**Extract to read:**

So let me answer his questions.
No, I am not paid by Patients and Patents to write on their blog. Like I said I knew nothing about blogs until the incident above. I am a tenured professor at McMaster University where I am very well paid to search for the truth as a director of a graduate programme in health services and an institute dedicated to health leadership. My salary is disclosed to the media every year as per legislative requirements in Ontario. Since the initial attack on me I have written a few other postings, sent them to various blogs that seem to write about these issues, but Patients and Patents is the only one to pick them up. Not my fault that the editors at these other sites will not publish my thoughts.
Until Mr. Love emailed me I had never communicated with him. If he re-reads my postings I don’t mention him or anyone else that I don’t know or haven’t talked to. That is not a bona fide researcher’s style.
Of course, I believe that people in developing countries would benefit from patented medicines. That is why I have written about the REAL barriers to access: corruption, politics, fanaticism, lack of infrastructure (for NGO staff to deliver the drugs in their air-conditioned Mercedes and Range Rover vehicles), inadequate health human resources, poverty, and the lack of political will in developing countries to divert funds away from the ruling elites and their military guards to the people and their greatest needs – potable water, food, health care and education.
But it is not just medicines that developing countries need. As we have found out in developed countries, the surest way to attack HIV/AIDS is through a combination of abstinence and monogamy. President Bush got it right when he shipped mosquito nets to Africa as a low-tech, inexpensive, efficacious, common sense prophylaxis against malaria.
Non-patented drugs were at one time patented and were developed for use by everyone around the world due to the incentives built into the patent protection system. Do away with that – as Love and others propose – and you will see no new drugs developed for the diseases ravaging developing countries.
Now tell me, Mr. Love, who does fund KEI? I’ve told you where I draw my salary from. Your website does not disclose your sources of funding. It does say that you provide advice to companies. Who are these companies? How much do they pay you? Your website also does not disclose that KEI principals are paid significant salaries by Essential Action, which is part of the outfit that attacked me and my good intentions of supporting patients around the world. Why is that?

**Information:**
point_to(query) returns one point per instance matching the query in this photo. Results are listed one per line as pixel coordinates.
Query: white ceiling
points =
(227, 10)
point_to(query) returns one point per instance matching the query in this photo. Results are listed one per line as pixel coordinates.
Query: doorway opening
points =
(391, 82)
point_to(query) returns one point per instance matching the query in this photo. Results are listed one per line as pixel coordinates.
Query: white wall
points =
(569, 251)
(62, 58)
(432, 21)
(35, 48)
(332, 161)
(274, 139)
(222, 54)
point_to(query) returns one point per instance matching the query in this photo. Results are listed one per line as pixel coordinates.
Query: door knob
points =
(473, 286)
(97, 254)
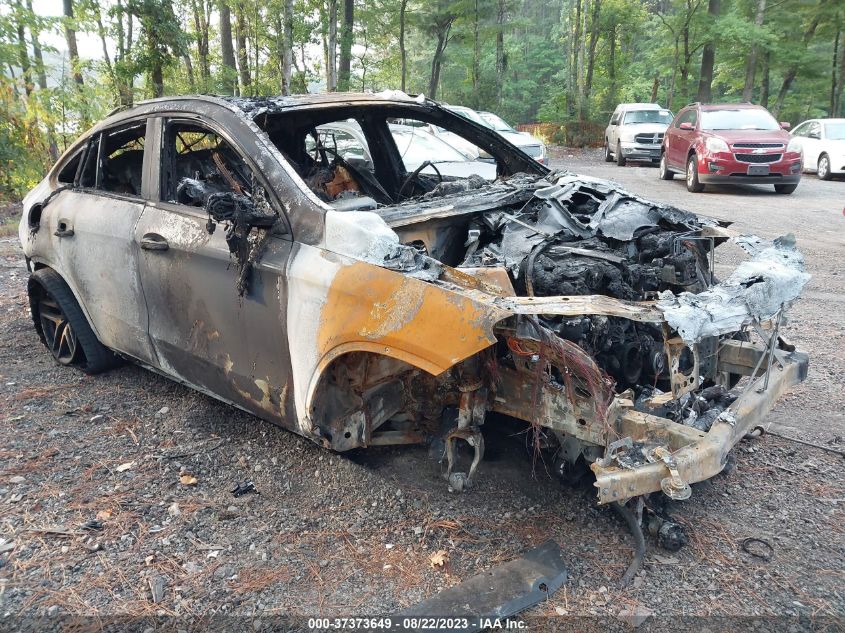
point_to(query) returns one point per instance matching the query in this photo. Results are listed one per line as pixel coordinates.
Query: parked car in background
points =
(823, 144)
(737, 143)
(528, 143)
(635, 132)
(418, 149)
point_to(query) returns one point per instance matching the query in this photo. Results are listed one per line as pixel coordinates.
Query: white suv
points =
(635, 132)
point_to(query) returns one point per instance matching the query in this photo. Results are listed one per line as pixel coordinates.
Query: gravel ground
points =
(154, 463)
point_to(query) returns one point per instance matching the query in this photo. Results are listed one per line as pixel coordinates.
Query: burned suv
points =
(227, 244)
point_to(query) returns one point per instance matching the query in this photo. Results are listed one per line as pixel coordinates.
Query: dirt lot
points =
(353, 534)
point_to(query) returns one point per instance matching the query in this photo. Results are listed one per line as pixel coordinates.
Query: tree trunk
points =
(751, 63)
(840, 83)
(437, 60)
(790, 75)
(230, 73)
(331, 50)
(500, 50)
(708, 56)
(70, 38)
(402, 54)
(345, 66)
(591, 53)
(287, 52)
(39, 56)
(201, 24)
(476, 56)
(611, 67)
(670, 91)
(764, 84)
(834, 74)
(189, 66)
(243, 58)
(576, 69)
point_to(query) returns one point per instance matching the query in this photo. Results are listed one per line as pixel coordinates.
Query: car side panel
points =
(204, 333)
(99, 262)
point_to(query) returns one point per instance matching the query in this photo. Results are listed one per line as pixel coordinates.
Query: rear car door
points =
(204, 331)
(812, 144)
(613, 129)
(680, 140)
(91, 225)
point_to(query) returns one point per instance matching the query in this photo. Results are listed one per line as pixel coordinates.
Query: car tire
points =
(693, 185)
(620, 157)
(823, 168)
(665, 173)
(62, 326)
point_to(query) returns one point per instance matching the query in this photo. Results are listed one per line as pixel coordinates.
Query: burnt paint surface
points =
(368, 307)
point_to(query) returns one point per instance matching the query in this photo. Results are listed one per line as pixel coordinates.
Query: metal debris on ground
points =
(243, 488)
(500, 592)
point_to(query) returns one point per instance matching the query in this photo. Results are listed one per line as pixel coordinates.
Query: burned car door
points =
(215, 288)
(91, 228)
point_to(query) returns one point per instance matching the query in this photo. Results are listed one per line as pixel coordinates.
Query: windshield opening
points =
(647, 116)
(496, 122)
(835, 131)
(740, 119)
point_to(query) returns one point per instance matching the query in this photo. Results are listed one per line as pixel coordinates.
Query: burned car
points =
(223, 244)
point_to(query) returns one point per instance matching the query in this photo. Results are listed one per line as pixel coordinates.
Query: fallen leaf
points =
(439, 558)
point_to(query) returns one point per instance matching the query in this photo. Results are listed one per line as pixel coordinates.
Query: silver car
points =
(635, 132)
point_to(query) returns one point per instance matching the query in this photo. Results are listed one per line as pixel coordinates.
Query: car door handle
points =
(63, 231)
(154, 242)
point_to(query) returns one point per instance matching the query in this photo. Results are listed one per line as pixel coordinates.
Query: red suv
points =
(730, 143)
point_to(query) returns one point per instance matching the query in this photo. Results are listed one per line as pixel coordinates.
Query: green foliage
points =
(566, 63)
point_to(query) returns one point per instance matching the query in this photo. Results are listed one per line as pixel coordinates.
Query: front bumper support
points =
(698, 455)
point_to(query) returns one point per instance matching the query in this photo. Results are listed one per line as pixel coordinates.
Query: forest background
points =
(65, 64)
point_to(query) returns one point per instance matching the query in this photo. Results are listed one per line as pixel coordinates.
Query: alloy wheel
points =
(58, 334)
(824, 167)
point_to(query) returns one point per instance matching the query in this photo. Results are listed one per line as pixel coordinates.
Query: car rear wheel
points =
(62, 326)
(823, 171)
(620, 158)
(692, 176)
(665, 172)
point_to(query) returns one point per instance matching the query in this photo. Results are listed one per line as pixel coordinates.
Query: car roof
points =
(642, 106)
(729, 106)
(253, 106)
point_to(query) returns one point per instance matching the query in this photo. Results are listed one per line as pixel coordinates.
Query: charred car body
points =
(212, 241)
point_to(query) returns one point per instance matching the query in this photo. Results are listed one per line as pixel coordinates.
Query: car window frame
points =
(160, 122)
(692, 112)
(801, 130)
(97, 137)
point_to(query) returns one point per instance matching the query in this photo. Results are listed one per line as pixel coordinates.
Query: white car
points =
(823, 143)
(635, 132)
(529, 144)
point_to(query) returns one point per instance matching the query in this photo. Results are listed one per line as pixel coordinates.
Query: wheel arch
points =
(40, 263)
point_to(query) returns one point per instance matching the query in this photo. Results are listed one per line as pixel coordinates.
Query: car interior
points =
(350, 179)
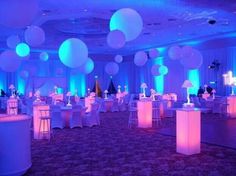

**About this exercise:**
In the reply to Mr. Love, which university does the writer say they work at?

**Solved problem:**
McMaster University, where the writer is a tenured professor.